§ Exercise text:
So, why did the boy receive such a severe sentence, so much longer than the 7-11 year guideline? Several things may have played a role. First, Theo Stamos, the county prosecutor in the case, asked the judge to give the boy a longer sentence than the guidelines, because “he is the person in the community that everyone worries about when they’re driving alone…he is the kind of person who makes us feel unsafe.” Next, the boy, who the jail had decided not to medicate, apparently denied the charges and showed no remorse during his sentencing hearing, despite having pleaded guilty a few months earlier. Arlington Circuit Court Judge Paul Sheridan angrily burst out “It just went from 60 years to life!” The inability of law enforcement, prosecutors and judges to recognize and take into account the way that mental disorders affect the behavior of defendants is probably a reason that national studies have found that individuals with mental disorders spend four to seven times longer in jails and prisons than others charged with exactly the same crimes.

Lastly, the victim in this case was a 24-year old intern working in the very same Arlington Commonwealth’s Attorney’s office, and who was dating an Arlington County Police detective. Did this play a role in the way the boy’s case was handled and the harsh sentence he received? (You might think that his defense lawyer should have brought that up. Or should have tried to use an insanity defense. But sadly not all lawyers are good at their jobs. His was caught shortly after this case embezzling from another client, and went to rehab for alcoholism.)

Is this what justice looks like? Is this how you want your criminal justice system to function? Should this boy spend the rest of his life in prison? His mother has been fighting for years to have him moved to a mental health institution, because prison is no place for someone with a mental illness. When he is on his medication, he becomes passive and is beaten and raped by other inmates. When he is off his medication, he becomes aggressive and endangers himself, other inmates, and guards.

§ Records shown:
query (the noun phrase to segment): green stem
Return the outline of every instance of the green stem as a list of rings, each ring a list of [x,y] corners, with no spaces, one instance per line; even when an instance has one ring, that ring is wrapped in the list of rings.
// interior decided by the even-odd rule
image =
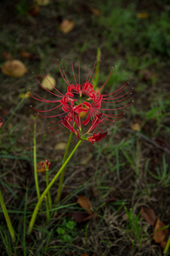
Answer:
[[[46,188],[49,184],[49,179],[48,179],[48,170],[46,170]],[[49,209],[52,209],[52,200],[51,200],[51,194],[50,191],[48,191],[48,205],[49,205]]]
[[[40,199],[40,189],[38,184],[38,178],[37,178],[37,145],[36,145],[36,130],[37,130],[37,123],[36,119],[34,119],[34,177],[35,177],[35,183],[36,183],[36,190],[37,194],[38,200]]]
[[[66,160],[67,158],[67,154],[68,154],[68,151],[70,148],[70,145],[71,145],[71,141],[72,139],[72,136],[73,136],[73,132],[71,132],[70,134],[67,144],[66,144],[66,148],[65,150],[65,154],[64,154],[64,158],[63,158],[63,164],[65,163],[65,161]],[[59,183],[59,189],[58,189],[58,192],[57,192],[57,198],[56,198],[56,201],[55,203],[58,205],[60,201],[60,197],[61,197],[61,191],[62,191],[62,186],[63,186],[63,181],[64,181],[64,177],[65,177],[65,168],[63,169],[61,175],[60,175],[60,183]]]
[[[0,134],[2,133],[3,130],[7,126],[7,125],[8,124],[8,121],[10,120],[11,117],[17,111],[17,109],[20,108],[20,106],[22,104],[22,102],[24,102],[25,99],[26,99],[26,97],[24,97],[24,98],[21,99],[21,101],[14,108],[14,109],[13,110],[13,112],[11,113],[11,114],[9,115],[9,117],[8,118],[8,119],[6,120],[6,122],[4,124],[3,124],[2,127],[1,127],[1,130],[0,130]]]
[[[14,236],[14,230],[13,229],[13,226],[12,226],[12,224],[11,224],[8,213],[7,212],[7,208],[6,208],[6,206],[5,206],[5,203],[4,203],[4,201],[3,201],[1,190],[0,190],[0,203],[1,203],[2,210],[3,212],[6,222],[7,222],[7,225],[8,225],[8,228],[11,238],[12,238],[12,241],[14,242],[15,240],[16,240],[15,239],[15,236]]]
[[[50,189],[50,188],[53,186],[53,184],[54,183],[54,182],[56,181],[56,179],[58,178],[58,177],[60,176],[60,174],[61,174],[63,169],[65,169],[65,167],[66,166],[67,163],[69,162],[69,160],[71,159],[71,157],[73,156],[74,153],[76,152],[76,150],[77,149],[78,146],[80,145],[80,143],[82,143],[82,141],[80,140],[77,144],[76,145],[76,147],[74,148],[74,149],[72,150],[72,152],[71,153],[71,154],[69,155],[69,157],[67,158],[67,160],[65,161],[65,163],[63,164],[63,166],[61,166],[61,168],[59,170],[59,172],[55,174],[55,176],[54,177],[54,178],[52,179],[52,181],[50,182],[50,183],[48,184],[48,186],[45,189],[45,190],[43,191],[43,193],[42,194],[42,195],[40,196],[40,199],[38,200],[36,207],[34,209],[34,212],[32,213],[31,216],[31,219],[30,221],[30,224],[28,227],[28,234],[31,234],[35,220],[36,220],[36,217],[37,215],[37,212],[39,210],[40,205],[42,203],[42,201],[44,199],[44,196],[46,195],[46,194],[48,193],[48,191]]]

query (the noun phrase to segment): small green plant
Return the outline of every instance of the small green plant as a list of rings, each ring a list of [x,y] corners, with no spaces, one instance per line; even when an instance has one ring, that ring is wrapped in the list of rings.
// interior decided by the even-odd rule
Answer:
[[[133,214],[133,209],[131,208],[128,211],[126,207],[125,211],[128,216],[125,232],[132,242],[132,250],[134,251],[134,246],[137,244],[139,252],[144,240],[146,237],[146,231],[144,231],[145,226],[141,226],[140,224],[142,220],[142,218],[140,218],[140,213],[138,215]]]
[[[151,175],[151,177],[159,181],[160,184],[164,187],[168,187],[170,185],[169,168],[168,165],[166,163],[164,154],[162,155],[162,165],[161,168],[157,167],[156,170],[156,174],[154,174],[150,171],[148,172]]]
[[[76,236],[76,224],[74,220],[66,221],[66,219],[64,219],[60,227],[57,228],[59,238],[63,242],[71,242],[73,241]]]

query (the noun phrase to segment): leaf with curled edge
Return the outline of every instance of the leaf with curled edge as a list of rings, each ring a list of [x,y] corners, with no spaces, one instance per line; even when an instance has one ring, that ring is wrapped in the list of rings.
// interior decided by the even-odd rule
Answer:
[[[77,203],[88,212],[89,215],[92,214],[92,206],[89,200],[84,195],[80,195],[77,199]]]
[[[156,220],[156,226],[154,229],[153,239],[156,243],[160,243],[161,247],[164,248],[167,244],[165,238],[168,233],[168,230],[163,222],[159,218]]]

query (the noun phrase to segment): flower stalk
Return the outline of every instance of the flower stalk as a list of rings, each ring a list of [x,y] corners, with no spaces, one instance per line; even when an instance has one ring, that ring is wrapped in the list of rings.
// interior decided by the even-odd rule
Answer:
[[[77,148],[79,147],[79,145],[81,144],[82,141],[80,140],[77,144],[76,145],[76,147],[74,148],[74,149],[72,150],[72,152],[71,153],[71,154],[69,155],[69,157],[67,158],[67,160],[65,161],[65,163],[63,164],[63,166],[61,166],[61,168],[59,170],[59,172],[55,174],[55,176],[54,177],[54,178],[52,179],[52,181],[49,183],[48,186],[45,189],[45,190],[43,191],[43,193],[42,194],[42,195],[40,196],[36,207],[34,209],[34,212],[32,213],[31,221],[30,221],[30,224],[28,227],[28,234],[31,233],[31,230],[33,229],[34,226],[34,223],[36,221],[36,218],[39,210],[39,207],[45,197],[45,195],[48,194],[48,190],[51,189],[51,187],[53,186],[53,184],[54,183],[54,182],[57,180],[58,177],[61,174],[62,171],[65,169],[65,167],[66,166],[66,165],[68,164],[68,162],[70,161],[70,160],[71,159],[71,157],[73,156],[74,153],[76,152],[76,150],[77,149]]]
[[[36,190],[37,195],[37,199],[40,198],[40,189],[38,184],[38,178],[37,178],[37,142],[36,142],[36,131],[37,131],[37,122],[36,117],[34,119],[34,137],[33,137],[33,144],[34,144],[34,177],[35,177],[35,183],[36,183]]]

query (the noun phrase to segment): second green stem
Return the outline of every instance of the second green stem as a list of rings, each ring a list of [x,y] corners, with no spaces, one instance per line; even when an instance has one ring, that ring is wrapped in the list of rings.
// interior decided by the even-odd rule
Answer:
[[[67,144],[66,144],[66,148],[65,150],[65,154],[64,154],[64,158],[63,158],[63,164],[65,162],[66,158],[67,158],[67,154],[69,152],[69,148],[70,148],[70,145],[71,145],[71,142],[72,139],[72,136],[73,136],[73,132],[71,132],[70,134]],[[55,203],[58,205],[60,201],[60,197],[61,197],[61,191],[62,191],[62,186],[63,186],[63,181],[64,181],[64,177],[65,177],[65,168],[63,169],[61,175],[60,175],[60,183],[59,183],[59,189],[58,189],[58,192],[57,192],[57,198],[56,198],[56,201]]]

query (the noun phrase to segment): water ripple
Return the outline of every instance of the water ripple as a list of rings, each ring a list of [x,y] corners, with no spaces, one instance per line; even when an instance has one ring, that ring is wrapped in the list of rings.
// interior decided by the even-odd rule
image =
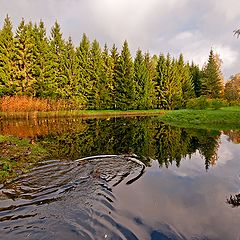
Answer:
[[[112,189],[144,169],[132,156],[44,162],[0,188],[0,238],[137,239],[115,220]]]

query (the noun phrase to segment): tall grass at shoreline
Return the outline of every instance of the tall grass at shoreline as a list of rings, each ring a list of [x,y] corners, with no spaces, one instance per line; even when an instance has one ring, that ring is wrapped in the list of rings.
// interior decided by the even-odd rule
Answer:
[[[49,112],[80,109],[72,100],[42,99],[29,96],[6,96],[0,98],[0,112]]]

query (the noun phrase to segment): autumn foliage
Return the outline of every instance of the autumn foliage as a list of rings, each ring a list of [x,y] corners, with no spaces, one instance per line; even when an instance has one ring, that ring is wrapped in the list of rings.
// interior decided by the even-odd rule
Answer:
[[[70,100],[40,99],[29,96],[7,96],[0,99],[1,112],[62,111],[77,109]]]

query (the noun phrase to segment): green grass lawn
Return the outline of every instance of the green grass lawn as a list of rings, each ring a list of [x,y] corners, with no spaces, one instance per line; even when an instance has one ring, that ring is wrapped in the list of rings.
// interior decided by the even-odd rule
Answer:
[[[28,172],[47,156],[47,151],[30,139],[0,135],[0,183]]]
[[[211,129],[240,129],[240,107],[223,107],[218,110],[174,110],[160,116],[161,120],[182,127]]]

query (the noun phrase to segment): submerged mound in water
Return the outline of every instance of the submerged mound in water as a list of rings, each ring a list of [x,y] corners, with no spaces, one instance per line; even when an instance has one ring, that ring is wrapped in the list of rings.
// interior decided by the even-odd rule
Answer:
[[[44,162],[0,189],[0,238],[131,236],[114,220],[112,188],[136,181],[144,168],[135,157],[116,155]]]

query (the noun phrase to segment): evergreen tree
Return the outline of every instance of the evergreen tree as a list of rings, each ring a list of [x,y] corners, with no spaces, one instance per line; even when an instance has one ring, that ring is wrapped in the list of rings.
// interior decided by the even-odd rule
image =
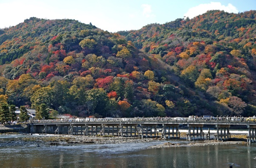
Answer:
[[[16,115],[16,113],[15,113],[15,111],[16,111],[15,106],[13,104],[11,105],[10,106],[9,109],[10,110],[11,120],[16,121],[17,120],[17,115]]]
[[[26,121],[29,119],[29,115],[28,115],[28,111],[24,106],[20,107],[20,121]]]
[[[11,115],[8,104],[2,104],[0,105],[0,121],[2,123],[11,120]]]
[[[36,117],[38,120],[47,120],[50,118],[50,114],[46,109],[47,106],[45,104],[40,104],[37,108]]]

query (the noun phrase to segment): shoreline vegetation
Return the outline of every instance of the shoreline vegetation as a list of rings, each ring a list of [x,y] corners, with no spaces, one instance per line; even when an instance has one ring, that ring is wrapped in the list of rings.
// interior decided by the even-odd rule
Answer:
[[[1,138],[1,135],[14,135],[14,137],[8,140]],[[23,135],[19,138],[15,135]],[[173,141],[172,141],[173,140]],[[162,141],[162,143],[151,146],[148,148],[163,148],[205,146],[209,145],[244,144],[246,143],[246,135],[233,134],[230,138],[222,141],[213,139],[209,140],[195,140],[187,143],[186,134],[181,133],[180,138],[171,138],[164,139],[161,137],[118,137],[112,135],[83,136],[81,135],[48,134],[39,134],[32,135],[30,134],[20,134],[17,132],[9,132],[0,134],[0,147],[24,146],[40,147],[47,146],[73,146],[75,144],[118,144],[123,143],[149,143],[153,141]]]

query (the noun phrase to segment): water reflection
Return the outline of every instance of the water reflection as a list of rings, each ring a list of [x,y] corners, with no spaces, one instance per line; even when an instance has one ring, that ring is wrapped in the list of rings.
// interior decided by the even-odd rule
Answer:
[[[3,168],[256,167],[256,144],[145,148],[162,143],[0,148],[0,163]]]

§ What you will do: Reproduce word for word the part of the passage on the boy's prison sentence starting with "Is this what" and going on through "inmates, and guards.".

§ Task response:
Is this what justice looks like? Is this how you want your criminal justice system to function? Should this boy spend the rest of his life in prison? His mother has been fighting for years to have him moved to a mental health institution, because prison is no place for someone with a mental illness. When he is on his medication, he becomes passive and is beaten and raped by other inmates. When he is off his medication, he becomes aggressive and endangers himself, other inmates, and guards.